Textauszug >>
● ● ●
UNverzichtbar für die deutsche Sicherheitspolitik: Die Vereinten Nationen garantieren Frieden und Sicherheit
Nur die Vereinten Nationen sind für die Wahrung des Weltfriedens verantwortlich. Das sollte die Nationale Sicherheitsstrategie auch klar so benennen.
Seit dem russischen Angriff auf die Ukraine sind Begriffe wie Zeitenwende und Wendepunkt national und auch international in aller Munde. Jüngst bemühte auch UN-Generalsekretär António Guterres den „Wendepunkt”, als er anlässlich der 77. UN-Generaldebatte zu transformativen Lösungen für die vielen miteinander verknüpften Herausforderungen aufrief. Die Vereinten Nationen sollen dabei eine maßgebliche Rolle spielen. Aber kann die Weltorganisation das überhaupt leisten? Und welche Rolle spielt dabei Deutschland? Schließlich sind die Vereinten Nationen eine maßgebliche Grundkonstante in der deutschen Außen- und Sicherheitspolitik.
» Politiker:innen müssen den Wert der UN deutlich, klar und offensiv benennen. «
Vor nunmehr fünfzig Jahren traten beide deutsche Staaten der Weltorganisation bei, die wie keine andere internationale Organisation für den klassischen, normgeleiteten Multilateralismus steht. Nur dieses globale Forum kann durch seine universelle Mitgliedschaft die nötige Legitimität für internationale Sicherheitsthemen schaffen. Dieser Multilateralismus steht aufgrund der machtpolitischen Verwerfungen und multiplen Krisen des aktuellen internationalen Systems vor großen Herausforderungen.
● ● ●
Material >>

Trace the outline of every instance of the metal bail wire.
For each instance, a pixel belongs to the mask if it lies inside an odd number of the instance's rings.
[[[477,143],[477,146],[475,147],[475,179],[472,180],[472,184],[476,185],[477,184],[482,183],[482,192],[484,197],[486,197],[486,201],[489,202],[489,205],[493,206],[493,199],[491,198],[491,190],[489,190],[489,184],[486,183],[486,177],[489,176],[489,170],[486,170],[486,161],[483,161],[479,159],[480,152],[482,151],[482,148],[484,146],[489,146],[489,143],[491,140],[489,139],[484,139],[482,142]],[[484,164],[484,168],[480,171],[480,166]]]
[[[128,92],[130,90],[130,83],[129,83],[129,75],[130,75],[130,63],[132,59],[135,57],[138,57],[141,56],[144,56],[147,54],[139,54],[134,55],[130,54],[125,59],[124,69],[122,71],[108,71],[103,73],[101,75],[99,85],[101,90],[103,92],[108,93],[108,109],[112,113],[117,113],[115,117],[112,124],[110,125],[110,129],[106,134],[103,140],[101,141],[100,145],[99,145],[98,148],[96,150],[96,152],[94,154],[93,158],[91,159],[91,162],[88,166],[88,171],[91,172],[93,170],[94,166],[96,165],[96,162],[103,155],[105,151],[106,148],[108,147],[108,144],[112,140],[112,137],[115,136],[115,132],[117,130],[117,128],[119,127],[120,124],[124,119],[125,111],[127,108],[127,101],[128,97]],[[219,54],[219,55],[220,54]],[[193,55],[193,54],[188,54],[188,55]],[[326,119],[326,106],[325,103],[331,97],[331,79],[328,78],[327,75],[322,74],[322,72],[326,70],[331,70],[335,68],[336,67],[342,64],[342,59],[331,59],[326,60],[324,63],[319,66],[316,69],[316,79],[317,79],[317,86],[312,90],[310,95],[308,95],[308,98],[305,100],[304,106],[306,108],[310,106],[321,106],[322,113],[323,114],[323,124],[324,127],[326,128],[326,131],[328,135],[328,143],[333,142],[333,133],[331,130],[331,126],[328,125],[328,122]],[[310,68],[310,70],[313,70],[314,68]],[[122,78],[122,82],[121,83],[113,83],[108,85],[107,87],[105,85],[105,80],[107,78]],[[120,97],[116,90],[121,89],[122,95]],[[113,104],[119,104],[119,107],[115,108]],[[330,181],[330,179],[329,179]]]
● ● ●
Zu bearbeitende Aufgaben >>
1/ Entscheiden Sie, ob die folgenden Aussagen mit dem Textauszug übereinstimmen. Antworten Sie jeweils mit Ja oder Nein und belegen Sie Ihre Entscheidung mit einem wörtlichen Zitat.
(a) Beide deutsche Staaten wurden vor fünfzig Jahren Mitglied der Vereinten Nationen.
(b) Guterres sprach anlässlich der 78. UN-Generaldebatte vom „Wendepunkt“.
(c) Laut Text kann nur das globale Forum der Vereinten Nationen durch seine universelle Mitgliedschaft die nötige Legitimität für internationale Sicherheitsthemen schaffen.
2/ Wozu rief UN-Generalsekretär António Guterres laut Textauszug auf?
3/ Setzen Sie den Textauszug über die Vereinten Nationen und die deutsche Sicherheitspolitik im Anschluss an seinen letzten Satz fort.

Erwartete Lösungen >>
1/
(a) Ja: „Vor nunmehr fünfzig Jahren traten beide deutsche Staaten der Weltorganisation bei“
(b) Nein: „anlässlich der 77. UN-Generaldebatte“
(c) Ja: „Nur dieses globale Forum kann durch seine universelle Mitgliedschaft die nötige Legitimität für internationale Sicherheitsthemen schaffen.“

2/ Er rief zu transformativen Lösungen für die vielen miteinander verknüpften Herausforderungen auf.

3/
Relevant in Fragen von Krieg und Frieden
In der Debatte um den russischen Krieg gegen die Ukraine werden die UN oftmals als ohnmächtiger, ja irrelevanter Zuschauer charakterisiert. Der kritische Blick gilt dem Sicherheitsrat, der aufgrund des russischen Vetos regelmäßig blockiert ist. Der UN-Generalsekretär selbst bezeichnete den Sicherheitsrat jüngst als „dysfunktional“. Sicherlich, die Fundamentalkritik steht nicht ohne Grund im Raum. Allerdings beruht die Wahrnehmung einer irrelevanten UN nicht auf der Passivität der Organisation, die mit den UN-Agencies, aktiv vor allem die Kriegsfolgen angegangen ist. Die UN-Generalversammlung hat den Krieg in den Notstandssondersitzungen immer wieder mit überwältigender Mehrheit verurteilt. Der UN-Generalsekretär nutzt alle diplomatischen Instrumente. Gefahrenabwehr durch vertrauensbasierte Kommunikation ist schließlich eine Kernkompetenz der UN.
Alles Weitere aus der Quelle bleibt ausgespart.